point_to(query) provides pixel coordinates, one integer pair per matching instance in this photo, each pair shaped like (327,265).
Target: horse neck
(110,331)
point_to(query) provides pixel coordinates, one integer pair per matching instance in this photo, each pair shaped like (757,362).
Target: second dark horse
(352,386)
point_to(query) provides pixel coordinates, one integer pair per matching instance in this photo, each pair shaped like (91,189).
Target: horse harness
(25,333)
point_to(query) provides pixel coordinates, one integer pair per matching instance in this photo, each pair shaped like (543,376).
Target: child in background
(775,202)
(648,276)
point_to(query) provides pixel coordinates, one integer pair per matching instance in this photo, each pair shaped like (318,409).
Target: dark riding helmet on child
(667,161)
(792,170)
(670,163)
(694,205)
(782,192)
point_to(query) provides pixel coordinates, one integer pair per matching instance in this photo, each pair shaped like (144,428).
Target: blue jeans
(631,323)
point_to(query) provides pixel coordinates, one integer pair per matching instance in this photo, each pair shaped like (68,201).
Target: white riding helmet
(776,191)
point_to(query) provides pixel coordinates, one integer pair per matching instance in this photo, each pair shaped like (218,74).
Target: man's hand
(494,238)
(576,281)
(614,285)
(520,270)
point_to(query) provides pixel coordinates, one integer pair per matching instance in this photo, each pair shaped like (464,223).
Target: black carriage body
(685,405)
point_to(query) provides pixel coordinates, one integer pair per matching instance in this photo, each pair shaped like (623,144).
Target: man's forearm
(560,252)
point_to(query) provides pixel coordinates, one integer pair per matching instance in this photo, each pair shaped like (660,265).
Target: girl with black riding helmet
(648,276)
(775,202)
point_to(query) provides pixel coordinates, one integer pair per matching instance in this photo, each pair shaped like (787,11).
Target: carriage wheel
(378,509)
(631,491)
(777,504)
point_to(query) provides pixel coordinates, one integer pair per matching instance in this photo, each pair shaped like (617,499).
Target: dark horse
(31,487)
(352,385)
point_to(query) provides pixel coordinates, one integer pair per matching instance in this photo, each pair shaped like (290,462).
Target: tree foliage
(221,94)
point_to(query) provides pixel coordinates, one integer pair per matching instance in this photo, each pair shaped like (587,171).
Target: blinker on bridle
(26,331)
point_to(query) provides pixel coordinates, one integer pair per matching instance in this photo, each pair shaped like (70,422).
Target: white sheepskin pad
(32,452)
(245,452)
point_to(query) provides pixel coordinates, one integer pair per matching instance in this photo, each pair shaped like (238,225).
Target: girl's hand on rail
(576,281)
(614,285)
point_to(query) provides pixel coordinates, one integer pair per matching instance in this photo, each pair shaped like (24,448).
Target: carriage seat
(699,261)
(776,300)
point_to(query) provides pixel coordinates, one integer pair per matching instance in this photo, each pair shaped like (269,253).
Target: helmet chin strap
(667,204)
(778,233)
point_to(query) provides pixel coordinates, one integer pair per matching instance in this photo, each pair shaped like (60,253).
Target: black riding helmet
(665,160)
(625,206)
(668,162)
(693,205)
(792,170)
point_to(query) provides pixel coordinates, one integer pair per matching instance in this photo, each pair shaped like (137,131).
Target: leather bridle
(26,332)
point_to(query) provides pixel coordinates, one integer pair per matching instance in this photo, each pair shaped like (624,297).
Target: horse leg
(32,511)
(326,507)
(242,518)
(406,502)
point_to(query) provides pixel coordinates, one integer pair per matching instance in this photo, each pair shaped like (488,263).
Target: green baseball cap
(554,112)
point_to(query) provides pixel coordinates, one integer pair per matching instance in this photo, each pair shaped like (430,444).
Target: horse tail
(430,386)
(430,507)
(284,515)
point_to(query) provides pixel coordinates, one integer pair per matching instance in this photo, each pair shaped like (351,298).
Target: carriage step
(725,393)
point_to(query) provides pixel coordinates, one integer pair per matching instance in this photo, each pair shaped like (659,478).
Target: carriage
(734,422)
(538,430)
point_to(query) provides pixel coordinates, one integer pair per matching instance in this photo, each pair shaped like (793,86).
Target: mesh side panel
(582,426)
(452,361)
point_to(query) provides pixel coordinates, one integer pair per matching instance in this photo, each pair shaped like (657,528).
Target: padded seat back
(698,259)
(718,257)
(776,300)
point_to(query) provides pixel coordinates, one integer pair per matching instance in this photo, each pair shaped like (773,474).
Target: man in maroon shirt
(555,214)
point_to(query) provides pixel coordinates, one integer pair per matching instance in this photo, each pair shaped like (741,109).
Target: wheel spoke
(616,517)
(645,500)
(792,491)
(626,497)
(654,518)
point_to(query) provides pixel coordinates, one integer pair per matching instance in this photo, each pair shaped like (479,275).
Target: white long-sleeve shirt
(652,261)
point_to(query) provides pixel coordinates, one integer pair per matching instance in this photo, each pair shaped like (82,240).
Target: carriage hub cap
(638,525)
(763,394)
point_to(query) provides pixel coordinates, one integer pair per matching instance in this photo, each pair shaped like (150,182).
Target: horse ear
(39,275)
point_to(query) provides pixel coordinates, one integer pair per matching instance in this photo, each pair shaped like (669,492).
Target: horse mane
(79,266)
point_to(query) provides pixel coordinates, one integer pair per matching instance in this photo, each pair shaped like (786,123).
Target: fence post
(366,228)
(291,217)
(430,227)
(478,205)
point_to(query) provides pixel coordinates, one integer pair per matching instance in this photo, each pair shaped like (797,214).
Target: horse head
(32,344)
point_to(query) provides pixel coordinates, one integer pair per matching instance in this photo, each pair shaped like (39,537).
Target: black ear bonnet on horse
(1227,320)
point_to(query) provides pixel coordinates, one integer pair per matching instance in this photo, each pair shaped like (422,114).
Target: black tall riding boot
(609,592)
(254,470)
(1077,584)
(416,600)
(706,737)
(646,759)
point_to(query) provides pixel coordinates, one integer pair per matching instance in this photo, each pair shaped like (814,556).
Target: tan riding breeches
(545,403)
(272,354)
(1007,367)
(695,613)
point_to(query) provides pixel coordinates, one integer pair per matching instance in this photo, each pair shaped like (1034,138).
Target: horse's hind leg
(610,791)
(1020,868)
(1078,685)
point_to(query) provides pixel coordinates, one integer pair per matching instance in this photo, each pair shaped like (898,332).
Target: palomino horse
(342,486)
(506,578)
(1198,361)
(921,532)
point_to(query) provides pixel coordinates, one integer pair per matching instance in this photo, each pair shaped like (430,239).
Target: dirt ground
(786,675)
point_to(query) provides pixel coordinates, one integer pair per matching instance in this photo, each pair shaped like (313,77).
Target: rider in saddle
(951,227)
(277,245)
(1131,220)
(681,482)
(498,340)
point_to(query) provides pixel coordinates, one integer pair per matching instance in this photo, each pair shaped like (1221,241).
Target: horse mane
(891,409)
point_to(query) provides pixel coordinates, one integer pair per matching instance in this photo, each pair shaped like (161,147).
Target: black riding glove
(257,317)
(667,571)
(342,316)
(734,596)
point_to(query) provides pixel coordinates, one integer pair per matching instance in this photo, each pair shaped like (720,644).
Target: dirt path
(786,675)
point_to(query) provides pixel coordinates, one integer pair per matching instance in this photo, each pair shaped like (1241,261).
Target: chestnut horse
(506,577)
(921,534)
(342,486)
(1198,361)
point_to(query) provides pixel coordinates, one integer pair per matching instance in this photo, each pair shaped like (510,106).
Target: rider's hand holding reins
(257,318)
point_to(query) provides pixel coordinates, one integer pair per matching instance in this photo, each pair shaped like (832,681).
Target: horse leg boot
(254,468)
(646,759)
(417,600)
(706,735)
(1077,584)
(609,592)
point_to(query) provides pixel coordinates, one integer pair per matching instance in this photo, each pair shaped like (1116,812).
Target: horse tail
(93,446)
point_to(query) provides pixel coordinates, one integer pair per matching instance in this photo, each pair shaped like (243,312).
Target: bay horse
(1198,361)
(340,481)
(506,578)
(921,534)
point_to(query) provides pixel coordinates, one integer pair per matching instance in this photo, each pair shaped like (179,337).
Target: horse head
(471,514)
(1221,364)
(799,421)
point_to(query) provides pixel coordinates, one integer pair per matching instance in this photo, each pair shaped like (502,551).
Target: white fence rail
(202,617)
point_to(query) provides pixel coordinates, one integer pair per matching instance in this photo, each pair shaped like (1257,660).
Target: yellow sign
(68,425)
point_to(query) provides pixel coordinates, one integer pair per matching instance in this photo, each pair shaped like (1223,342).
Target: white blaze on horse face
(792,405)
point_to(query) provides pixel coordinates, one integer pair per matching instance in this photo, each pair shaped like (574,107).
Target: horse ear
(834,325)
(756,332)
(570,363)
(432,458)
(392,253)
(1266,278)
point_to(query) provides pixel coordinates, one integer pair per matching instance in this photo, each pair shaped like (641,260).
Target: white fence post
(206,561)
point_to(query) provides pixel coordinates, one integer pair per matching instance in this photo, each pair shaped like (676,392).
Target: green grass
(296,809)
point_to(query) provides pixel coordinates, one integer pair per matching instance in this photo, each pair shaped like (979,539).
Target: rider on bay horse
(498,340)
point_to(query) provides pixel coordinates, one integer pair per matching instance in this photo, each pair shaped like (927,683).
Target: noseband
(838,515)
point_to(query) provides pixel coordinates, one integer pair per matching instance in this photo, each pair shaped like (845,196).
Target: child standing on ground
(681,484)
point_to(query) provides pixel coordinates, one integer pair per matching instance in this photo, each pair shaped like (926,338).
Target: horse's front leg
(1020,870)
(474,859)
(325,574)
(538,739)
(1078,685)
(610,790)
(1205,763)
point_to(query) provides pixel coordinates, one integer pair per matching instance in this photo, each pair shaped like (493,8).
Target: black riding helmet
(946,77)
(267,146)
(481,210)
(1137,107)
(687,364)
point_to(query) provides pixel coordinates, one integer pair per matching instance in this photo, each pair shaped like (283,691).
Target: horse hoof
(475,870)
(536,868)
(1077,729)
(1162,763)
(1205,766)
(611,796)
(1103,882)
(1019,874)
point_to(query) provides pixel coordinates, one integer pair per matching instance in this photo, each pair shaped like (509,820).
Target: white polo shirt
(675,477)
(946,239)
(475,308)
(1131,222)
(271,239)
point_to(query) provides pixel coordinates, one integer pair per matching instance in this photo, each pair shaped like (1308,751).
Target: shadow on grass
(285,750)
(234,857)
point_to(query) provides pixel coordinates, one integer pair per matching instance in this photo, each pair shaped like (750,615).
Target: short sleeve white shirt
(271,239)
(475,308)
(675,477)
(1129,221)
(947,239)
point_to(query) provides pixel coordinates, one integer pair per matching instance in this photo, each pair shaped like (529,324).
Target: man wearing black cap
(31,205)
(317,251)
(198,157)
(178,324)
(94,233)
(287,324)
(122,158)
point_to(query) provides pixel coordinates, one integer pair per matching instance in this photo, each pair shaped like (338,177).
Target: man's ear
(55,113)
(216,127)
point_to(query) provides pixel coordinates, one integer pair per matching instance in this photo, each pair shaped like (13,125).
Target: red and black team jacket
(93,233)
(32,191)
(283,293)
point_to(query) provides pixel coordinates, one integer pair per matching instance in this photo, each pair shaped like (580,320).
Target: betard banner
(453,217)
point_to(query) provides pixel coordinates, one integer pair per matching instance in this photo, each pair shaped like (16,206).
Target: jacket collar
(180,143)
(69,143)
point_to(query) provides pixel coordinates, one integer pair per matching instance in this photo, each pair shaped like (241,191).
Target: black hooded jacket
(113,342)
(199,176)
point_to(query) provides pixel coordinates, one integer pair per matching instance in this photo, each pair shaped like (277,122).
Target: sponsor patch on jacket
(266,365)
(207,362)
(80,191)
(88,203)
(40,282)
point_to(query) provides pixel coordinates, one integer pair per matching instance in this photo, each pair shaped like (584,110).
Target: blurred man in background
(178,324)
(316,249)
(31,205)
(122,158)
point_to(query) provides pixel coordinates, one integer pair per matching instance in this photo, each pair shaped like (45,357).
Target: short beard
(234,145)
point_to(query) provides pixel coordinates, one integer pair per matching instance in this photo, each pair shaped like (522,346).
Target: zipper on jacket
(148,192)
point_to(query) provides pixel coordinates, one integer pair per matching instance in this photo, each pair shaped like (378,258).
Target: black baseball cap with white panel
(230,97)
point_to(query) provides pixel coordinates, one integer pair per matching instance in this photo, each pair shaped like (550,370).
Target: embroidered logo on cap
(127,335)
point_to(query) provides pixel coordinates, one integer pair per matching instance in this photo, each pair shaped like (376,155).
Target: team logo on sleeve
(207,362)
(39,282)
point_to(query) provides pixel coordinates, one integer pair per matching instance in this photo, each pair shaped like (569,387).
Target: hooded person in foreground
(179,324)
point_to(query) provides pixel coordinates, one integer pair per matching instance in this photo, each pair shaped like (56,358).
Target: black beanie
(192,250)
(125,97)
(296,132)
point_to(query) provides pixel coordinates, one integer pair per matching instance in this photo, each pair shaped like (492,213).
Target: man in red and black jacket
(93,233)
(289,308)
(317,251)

-=-=-=-=-

▸ Exercise details:
Copy the rows word for word, starting with the line that contains "shaped like (241,191)." and running through the end of the rows, that line included.

▸ Output for this exercise:
point_to(query) provides pixel coordinates, one integer pair per matching instance in this photo, each pair shaped like (241,191).
Target: black hooded jacket
(113,342)
(199,176)
point_to(query) provides pixel coordinates, one integer pair per matching instance in this photo, each pair shaped like (277,122).
Target: sponsor patch on jacket
(266,365)
(207,362)
(80,191)
(88,203)
(40,282)
point_to(query) provides pixel coordinates, one integer pair per matching instance in this photo, each pair shaped like (584,110).
Target: blurred man in background
(178,324)
(316,249)
(31,205)
(122,158)
point_to(query) provides pixel coordinates, one integer pair per matching instance in this photo, each pair shaped like (45,357).
Target: short beard
(234,145)
point_to(query) provides pixel coordinates, one integer pair per matching instance in this photo, each pair shaped like (522,346).
Target: zipper on jacket
(148,192)
point_to(query) provides pixel coordinates, one integer pair per matching instance in this photo, each pair shaped like (378,258).
Target: black baseball cap with white panel
(230,97)
point_to(query) provides pixel coordinates, one integer pair per matching instance in this photo, each pair shaped like (550,370).
Target: embroidered logo on cap
(127,335)
point_to(query) provides pixel coordinates, one integer pair per matching instance in this photo, each pair shaped like (376,155).
Target: team logo on sleeve
(207,362)
(39,282)
point_to(query) provides pixel coordinates, one integer pair per matching instance in this photo, each pair shaped like (569,387).
Target: hooded person in foreground
(179,324)
point_to(query) provides pixel coordinates, one integer pair per matching instance in this photo, each pair shaped like (56,358).
Target: black beanie
(192,250)
(125,97)
(296,132)
point_to(query) provides pixel coordinates, one integer pair per matching instance in this photo, each pair shaped like (492,213).
Target: man in red and black jacket
(93,233)
(289,308)
(317,251)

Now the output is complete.